(Referring expression data)
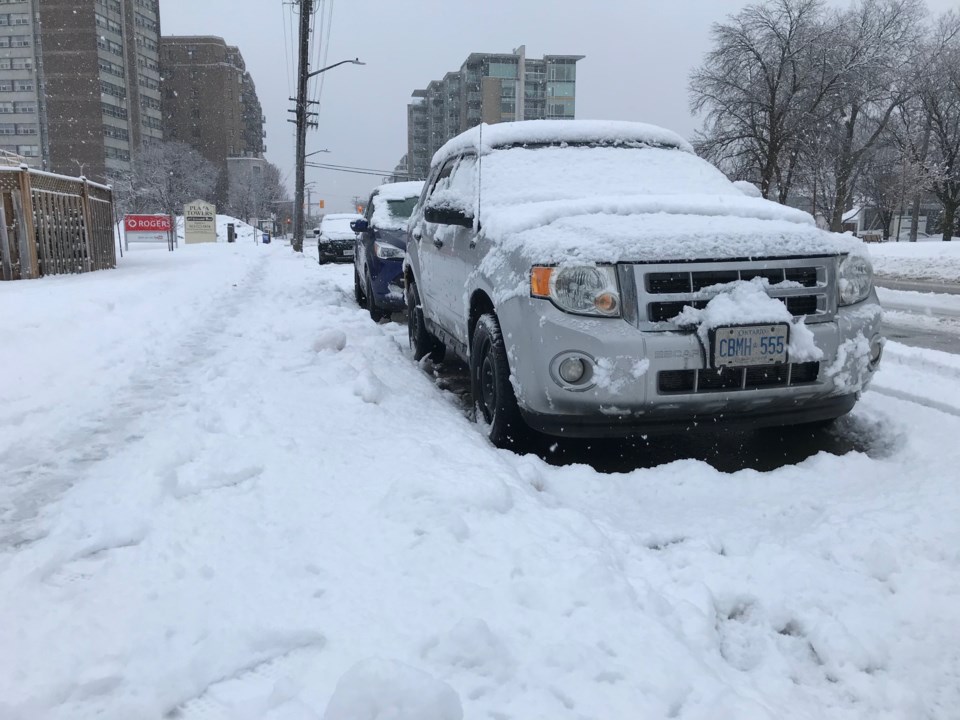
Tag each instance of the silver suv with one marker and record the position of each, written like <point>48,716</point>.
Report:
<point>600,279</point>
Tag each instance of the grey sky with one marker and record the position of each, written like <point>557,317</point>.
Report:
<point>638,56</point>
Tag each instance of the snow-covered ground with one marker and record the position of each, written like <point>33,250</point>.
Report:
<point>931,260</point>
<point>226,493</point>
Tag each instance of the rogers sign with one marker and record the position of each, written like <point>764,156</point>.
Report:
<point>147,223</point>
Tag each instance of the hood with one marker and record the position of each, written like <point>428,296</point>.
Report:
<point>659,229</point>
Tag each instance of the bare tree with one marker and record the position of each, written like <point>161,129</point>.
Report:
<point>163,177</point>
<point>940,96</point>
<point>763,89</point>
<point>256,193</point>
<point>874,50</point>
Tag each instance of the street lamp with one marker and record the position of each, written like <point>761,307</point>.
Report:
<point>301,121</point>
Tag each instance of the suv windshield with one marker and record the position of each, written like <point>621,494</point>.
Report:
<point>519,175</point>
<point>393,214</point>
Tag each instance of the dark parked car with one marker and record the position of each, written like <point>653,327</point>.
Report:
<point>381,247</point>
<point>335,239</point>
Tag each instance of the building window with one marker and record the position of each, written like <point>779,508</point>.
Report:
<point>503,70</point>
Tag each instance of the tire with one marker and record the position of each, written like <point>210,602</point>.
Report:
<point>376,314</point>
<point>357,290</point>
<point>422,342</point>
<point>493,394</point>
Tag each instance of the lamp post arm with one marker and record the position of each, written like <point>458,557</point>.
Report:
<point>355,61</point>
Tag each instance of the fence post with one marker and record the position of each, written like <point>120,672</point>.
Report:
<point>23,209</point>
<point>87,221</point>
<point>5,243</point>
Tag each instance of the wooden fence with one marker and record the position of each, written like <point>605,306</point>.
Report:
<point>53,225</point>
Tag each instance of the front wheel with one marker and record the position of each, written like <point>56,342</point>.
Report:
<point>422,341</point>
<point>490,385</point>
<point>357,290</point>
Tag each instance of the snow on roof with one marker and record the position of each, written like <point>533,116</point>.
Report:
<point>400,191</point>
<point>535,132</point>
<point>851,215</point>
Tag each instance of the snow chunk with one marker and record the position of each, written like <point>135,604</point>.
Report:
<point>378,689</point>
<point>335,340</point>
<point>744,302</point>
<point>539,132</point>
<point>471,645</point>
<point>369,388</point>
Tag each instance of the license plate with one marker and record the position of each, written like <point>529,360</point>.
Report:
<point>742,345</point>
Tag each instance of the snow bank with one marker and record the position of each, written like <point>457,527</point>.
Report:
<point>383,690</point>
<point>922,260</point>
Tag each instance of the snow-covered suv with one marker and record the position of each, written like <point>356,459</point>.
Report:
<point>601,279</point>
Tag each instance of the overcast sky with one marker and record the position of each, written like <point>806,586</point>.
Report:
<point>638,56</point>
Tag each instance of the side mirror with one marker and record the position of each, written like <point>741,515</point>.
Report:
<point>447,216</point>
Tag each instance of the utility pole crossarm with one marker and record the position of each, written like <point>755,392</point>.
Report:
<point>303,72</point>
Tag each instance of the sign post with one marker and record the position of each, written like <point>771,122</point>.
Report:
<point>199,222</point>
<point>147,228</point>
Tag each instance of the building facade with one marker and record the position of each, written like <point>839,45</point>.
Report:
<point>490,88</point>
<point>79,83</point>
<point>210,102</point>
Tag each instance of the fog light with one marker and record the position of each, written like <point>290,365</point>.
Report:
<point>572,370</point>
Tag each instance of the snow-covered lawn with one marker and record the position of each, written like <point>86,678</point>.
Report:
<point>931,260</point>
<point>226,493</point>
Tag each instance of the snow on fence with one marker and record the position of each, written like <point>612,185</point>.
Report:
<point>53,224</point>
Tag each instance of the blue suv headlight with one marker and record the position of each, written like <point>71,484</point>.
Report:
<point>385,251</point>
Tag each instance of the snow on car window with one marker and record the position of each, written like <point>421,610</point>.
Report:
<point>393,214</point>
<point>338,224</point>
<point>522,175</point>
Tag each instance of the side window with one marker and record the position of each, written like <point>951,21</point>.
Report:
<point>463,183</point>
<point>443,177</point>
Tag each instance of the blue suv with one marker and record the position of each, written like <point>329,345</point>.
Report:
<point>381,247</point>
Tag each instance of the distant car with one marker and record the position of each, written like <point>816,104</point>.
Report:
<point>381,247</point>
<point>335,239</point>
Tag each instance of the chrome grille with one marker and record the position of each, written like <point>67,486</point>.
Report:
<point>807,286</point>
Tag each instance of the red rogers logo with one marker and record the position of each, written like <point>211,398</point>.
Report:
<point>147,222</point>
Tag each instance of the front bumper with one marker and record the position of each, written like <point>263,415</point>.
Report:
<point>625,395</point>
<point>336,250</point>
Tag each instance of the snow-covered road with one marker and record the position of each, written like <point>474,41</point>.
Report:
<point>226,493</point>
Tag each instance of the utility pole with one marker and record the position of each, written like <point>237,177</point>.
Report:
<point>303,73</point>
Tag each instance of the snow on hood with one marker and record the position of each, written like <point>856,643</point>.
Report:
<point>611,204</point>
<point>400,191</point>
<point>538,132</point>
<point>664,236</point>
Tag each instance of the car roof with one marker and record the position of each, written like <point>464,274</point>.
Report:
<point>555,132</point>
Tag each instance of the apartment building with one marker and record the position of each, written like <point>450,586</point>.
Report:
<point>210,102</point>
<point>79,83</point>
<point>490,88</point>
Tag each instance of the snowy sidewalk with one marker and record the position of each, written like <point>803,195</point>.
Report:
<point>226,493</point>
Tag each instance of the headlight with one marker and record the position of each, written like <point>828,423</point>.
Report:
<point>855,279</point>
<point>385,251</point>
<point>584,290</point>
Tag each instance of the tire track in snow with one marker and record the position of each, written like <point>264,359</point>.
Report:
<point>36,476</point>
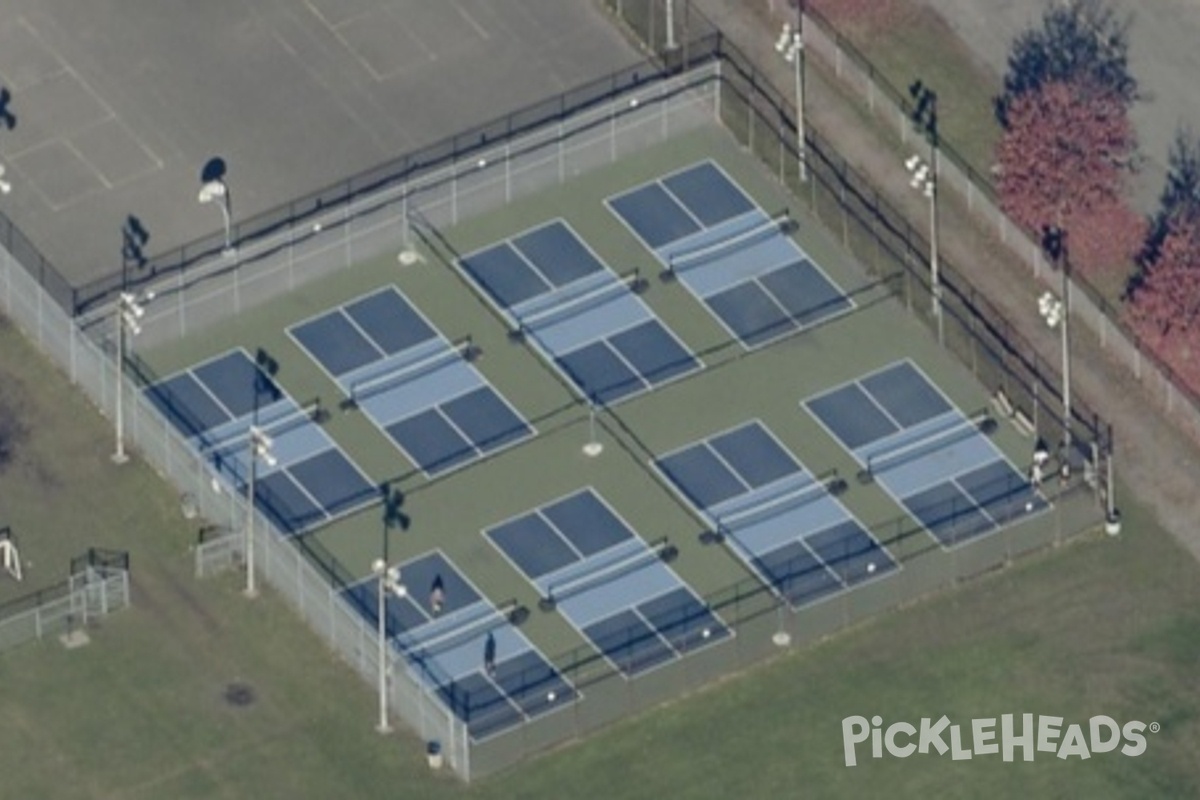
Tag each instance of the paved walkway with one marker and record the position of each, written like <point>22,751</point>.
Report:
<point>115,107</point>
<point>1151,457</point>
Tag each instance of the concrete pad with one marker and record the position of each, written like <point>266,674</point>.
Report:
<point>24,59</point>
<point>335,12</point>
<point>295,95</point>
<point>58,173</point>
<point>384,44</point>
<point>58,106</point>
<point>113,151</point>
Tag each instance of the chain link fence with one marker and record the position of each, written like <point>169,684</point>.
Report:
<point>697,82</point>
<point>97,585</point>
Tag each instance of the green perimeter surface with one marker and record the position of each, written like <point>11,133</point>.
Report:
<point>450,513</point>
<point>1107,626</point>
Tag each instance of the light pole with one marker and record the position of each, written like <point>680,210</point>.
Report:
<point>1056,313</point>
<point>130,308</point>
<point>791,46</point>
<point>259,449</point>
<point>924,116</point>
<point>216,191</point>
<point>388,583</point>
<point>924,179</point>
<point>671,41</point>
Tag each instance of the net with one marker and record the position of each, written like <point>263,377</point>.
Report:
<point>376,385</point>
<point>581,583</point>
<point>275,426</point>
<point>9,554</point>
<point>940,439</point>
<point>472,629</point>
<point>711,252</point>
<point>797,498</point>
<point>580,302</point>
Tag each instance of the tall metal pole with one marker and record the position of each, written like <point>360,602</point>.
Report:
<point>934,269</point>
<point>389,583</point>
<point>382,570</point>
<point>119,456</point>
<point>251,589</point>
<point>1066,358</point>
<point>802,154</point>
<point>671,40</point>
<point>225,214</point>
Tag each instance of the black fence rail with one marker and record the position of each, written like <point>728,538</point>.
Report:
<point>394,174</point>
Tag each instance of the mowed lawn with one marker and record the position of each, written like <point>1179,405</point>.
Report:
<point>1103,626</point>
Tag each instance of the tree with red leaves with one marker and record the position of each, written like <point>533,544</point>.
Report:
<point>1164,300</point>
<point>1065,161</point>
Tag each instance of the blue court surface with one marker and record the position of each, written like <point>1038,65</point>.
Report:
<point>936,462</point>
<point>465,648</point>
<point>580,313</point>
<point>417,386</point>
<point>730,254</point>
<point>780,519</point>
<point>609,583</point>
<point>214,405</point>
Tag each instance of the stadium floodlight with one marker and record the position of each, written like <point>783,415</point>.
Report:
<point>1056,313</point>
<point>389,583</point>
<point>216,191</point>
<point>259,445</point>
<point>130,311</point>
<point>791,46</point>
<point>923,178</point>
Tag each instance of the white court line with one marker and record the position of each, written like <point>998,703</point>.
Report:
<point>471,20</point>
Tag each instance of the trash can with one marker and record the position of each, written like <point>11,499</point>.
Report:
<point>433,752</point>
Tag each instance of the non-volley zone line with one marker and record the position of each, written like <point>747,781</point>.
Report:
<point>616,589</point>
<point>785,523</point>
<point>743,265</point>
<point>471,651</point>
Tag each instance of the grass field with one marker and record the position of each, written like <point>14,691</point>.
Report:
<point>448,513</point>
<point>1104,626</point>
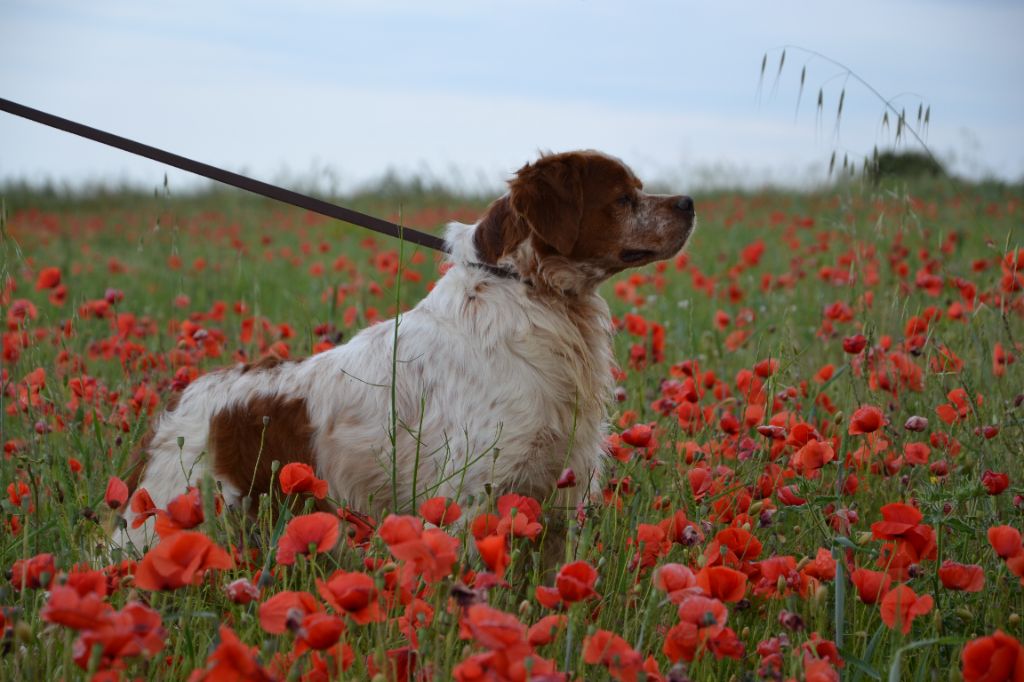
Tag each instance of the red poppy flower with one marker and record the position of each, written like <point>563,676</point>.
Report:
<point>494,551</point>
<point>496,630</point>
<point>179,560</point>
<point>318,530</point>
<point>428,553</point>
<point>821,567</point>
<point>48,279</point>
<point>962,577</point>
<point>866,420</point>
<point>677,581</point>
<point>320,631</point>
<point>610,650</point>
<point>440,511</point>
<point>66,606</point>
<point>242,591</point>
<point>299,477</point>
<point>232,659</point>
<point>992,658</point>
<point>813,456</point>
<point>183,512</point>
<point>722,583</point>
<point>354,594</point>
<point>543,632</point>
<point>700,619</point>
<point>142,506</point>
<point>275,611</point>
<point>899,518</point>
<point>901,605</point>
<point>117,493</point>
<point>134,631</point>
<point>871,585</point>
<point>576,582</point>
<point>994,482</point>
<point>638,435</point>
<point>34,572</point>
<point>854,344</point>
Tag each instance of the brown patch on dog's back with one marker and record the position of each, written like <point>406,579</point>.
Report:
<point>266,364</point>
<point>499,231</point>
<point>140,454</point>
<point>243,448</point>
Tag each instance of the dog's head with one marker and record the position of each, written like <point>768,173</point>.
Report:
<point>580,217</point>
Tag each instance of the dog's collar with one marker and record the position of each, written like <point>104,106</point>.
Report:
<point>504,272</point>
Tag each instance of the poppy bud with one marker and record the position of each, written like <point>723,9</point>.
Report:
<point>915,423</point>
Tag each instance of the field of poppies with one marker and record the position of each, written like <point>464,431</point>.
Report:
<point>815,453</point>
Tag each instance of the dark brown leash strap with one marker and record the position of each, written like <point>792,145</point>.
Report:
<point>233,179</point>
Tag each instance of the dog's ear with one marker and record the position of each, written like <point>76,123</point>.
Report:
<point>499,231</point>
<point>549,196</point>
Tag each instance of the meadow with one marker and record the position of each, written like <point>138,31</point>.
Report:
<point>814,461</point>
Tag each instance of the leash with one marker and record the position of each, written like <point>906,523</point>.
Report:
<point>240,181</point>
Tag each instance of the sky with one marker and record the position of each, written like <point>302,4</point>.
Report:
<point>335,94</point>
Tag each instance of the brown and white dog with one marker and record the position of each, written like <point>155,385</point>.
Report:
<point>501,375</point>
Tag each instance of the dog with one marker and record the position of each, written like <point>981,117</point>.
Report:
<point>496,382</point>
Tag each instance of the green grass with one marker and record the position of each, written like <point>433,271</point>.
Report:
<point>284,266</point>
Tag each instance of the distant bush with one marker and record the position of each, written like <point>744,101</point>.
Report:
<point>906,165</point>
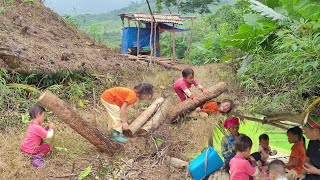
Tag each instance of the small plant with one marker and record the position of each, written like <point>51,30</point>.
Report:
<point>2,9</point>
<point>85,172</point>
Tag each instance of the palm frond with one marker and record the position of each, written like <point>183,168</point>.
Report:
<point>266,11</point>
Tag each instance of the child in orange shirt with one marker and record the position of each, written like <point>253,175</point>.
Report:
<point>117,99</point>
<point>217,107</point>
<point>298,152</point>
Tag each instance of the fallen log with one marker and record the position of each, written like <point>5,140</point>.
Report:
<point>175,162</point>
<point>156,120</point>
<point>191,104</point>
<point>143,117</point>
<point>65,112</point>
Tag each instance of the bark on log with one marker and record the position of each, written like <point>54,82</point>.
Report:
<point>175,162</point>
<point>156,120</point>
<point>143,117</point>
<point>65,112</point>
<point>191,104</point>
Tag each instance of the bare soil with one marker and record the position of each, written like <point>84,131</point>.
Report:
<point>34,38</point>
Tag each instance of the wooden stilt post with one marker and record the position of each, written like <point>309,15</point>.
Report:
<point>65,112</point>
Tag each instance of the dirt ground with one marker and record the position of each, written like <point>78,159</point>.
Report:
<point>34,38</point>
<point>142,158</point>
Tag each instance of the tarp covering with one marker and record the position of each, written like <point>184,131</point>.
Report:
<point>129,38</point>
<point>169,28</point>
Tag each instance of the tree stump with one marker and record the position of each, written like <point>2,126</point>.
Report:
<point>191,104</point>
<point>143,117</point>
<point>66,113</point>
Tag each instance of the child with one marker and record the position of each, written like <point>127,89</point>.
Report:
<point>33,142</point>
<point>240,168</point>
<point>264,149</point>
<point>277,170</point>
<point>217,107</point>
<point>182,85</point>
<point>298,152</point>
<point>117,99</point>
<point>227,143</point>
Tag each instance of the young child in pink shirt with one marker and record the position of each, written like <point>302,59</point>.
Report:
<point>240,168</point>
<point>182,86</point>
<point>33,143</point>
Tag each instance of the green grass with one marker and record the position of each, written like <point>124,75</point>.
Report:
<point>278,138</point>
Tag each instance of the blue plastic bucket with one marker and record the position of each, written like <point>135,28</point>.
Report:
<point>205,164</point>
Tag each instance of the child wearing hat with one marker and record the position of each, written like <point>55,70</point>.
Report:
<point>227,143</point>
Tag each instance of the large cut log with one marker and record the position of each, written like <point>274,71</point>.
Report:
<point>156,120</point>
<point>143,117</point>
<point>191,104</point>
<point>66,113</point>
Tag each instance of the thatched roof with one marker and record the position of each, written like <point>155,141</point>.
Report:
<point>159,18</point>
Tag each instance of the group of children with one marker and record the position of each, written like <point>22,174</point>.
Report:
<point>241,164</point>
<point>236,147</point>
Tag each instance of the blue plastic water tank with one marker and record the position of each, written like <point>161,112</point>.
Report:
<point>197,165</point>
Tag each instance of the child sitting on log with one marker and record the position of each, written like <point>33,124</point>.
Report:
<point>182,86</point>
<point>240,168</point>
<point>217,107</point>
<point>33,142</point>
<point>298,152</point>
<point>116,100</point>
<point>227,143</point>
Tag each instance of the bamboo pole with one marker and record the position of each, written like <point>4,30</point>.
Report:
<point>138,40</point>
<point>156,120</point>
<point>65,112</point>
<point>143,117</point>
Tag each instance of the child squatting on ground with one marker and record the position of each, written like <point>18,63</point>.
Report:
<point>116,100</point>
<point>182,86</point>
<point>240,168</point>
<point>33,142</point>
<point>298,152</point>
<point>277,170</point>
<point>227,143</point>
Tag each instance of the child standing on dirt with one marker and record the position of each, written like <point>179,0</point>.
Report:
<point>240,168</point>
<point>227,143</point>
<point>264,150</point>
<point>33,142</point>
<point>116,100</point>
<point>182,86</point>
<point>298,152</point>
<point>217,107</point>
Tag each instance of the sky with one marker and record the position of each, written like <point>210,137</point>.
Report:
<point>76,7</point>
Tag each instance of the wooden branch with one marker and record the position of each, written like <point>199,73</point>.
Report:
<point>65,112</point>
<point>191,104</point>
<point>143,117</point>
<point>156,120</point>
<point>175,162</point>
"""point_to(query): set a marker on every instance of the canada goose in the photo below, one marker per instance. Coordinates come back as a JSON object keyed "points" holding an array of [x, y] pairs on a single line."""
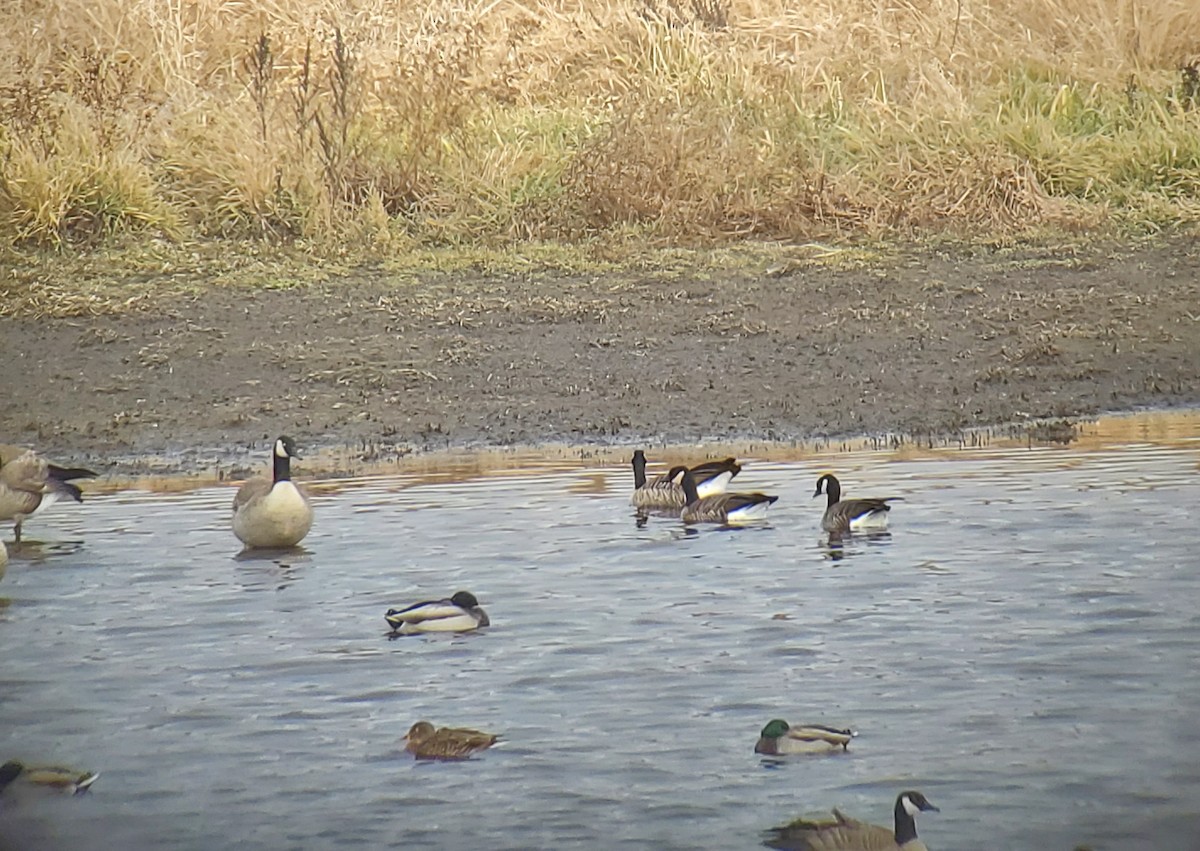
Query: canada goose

• Exercise objective: Look back at the entries above. Retype the line with "Tag each instance of the white", the line with "Tag each instance of the non-volley", and all lines in between.

• Exercise solution:
Tag each instance of the white court line with one marker and record the position of each, written like <point>998,703</point>.
Report:
<point>471,20</point>
Tag each instance of the trash can with one marker and record the position of each, written like <point>11,499</point>.
Report:
<point>433,752</point>
Tag each instance of the non-volley zone line with one marker and record the position of each, written like <point>747,781</point>.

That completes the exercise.